● WRITTEN INSTRUCTION
Show every line in the records that contains the string "ornament", matching case exactly.

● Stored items
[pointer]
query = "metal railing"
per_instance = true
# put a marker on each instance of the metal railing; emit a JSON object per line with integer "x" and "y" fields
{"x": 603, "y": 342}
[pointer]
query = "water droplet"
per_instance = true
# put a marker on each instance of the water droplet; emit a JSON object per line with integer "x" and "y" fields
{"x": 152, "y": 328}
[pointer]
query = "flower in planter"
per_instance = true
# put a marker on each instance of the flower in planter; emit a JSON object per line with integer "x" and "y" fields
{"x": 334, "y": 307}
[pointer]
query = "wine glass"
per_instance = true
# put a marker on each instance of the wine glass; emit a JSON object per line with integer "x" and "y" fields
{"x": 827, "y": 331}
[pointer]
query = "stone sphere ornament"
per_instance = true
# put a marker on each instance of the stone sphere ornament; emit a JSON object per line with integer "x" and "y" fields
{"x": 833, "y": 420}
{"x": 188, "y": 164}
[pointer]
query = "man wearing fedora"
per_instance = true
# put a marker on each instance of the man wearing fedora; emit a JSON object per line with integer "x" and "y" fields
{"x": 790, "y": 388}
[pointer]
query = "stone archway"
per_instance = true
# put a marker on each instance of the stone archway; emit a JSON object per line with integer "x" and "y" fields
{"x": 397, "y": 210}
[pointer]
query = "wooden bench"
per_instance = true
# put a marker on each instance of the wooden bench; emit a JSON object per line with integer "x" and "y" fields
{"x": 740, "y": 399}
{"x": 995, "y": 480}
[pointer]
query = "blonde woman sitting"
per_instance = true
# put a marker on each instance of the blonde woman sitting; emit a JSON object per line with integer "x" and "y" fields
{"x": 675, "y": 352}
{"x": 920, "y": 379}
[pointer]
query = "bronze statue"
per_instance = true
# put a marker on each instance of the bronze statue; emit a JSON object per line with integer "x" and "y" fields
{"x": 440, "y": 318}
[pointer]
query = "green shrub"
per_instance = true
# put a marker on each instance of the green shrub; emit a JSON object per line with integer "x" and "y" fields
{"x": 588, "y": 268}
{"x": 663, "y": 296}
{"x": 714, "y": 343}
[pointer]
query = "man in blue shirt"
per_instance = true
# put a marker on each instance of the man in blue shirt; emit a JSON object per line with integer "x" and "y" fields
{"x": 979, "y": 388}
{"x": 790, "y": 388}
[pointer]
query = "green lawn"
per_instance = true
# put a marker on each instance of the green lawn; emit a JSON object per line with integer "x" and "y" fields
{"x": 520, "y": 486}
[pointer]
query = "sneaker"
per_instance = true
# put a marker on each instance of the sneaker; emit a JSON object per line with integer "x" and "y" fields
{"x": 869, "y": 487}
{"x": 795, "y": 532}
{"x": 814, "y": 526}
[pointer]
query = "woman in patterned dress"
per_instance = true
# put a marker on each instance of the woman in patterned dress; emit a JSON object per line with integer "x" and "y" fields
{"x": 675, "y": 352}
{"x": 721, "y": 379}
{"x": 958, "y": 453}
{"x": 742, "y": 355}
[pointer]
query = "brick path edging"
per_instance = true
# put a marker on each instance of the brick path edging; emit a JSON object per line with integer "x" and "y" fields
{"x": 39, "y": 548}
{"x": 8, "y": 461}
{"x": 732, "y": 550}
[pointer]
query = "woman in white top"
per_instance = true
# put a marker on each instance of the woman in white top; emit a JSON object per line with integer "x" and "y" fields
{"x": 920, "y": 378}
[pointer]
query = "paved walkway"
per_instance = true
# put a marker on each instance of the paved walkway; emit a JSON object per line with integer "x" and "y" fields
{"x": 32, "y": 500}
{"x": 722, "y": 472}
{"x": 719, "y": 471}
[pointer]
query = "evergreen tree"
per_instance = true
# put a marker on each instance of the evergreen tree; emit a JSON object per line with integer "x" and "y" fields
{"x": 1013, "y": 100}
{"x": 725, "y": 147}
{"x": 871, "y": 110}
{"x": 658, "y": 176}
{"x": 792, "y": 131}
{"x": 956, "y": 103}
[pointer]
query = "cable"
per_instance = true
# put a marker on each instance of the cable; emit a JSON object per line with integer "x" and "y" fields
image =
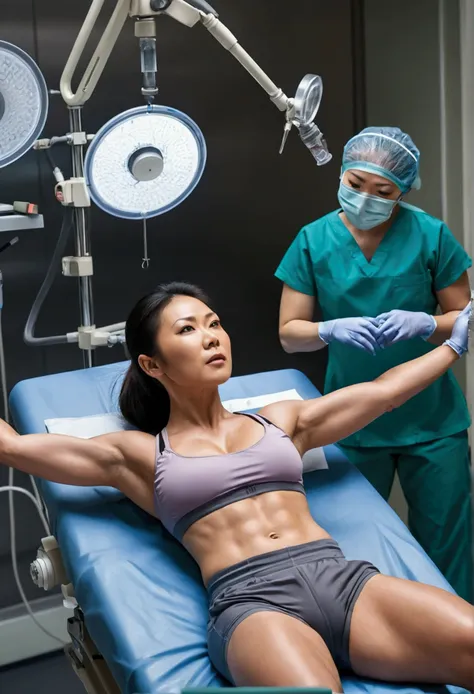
{"x": 28, "y": 333}
{"x": 11, "y": 507}
{"x": 11, "y": 489}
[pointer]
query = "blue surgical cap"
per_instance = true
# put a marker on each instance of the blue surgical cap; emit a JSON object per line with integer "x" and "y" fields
{"x": 388, "y": 152}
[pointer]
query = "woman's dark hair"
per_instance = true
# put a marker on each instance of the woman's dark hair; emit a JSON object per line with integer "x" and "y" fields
{"x": 143, "y": 401}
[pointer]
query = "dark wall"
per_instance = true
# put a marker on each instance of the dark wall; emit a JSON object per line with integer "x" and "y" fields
{"x": 232, "y": 231}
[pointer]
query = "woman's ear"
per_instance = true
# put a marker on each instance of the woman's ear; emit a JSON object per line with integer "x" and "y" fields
{"x": 150, "y": 366}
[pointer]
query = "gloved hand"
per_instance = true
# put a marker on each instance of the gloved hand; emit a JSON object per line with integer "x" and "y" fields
{"x": 398, "y": 325}
{"x": 358, "y": 332}
{"x": 460, "y": 335}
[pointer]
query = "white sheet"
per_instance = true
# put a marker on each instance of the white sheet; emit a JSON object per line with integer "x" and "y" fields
{"x": 96, "y": 425}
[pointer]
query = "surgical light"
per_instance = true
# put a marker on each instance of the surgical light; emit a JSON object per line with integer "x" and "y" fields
{"x": 144, "y": 162}
{"x": 23, "y": 103}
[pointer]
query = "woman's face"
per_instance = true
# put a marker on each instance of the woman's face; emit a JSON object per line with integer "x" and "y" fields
{"x": 193, "y": 347}
{"x": 372, "y": 184}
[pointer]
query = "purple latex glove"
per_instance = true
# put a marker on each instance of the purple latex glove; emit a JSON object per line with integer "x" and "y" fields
{"x": 358, "y": 332}
{"x": 460, "y": 335}
{"x": 398, "y": 325}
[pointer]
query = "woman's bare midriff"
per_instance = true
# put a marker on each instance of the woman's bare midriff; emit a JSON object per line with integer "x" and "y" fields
{"x": 247, "y": 528}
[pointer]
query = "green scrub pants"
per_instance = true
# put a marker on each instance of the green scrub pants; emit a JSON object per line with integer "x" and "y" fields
{"x": 436, "y": 481}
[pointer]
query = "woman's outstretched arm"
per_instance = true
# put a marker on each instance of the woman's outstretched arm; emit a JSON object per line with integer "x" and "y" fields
{"x": 329, "y": 419}
{"x": 69, "y": 460}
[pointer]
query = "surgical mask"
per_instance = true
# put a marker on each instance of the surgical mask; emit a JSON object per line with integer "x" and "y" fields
{"x": 362, "y": 210}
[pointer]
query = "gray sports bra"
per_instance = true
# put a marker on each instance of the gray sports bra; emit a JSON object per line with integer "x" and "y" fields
{"x": 189, "y": 488}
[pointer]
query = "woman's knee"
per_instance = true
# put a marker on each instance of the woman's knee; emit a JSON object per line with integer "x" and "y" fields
{"x": 274, "y": 649}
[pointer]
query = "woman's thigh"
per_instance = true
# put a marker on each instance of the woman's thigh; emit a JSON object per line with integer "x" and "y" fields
{"x": 272, "y": 649}
{"x": 407, "y": 631}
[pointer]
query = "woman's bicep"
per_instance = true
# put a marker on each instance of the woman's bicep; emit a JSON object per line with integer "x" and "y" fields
{"x": 456, "y": 296}
{"x": 295, "y": 305}
{"x": 333, "y": 417}
{"x": 65, "y": 459}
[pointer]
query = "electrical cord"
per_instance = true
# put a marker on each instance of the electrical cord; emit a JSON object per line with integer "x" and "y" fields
{"x": 28, "y": 334}
{"x": 11, "y": 489}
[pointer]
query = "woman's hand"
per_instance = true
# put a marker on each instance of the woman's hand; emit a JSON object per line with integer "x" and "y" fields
{"x": 459, "y": 340}
{"x": 398, "y": 325}
{"x": 358, "y": 332}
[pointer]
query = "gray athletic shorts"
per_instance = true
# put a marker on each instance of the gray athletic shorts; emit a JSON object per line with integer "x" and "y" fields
{"x": 312, "y": 582}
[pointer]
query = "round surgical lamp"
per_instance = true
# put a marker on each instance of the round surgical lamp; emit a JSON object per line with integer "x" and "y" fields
{"x": 23, "y": 103}
{"x": 308, "y": 99}
{"x": 144, "y": 162}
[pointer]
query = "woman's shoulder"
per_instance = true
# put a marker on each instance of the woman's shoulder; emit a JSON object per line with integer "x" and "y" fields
{"x": 417, "y": 215}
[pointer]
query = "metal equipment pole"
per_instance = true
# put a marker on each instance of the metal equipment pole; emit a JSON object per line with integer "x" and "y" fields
{"x": 82, "y": 233}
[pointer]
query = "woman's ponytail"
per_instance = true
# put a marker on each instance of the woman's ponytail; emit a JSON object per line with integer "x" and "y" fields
{"x": 143, "y": 401}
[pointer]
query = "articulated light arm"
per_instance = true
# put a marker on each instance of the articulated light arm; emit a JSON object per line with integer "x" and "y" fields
{"x": 102, "y": 53}
{"x": 183, "y": 12}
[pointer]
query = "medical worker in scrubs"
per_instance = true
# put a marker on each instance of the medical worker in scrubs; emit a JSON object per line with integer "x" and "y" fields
{"x": 379, "y": 270}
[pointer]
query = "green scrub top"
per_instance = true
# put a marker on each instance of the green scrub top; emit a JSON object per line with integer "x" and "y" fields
{"x": 417, "y": 257}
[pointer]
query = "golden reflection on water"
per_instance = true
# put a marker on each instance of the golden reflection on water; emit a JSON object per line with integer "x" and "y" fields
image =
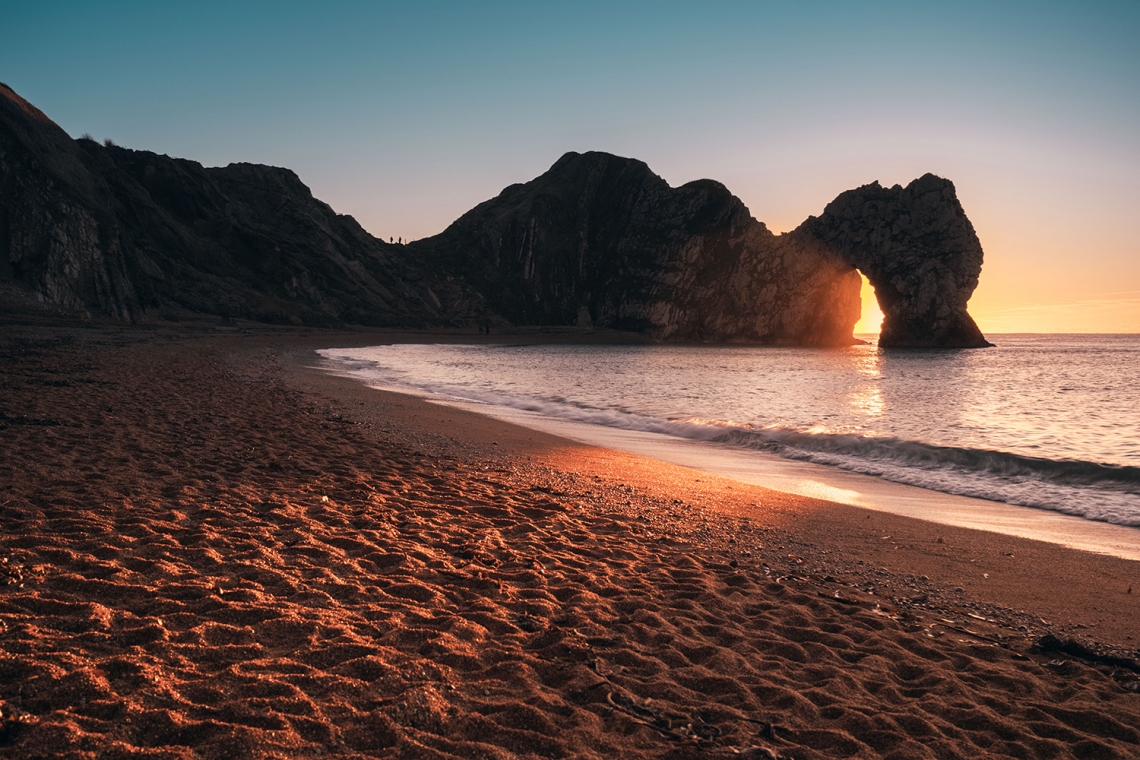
{"x": 866, "y": 399}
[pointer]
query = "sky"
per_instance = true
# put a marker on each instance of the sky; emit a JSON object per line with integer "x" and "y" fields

● THE RESPONSE
query = "stone sphere ornament"
# put a marker on each instance of the stone sphere ornament; emit a JSON object per line with integer "x" and "y" fields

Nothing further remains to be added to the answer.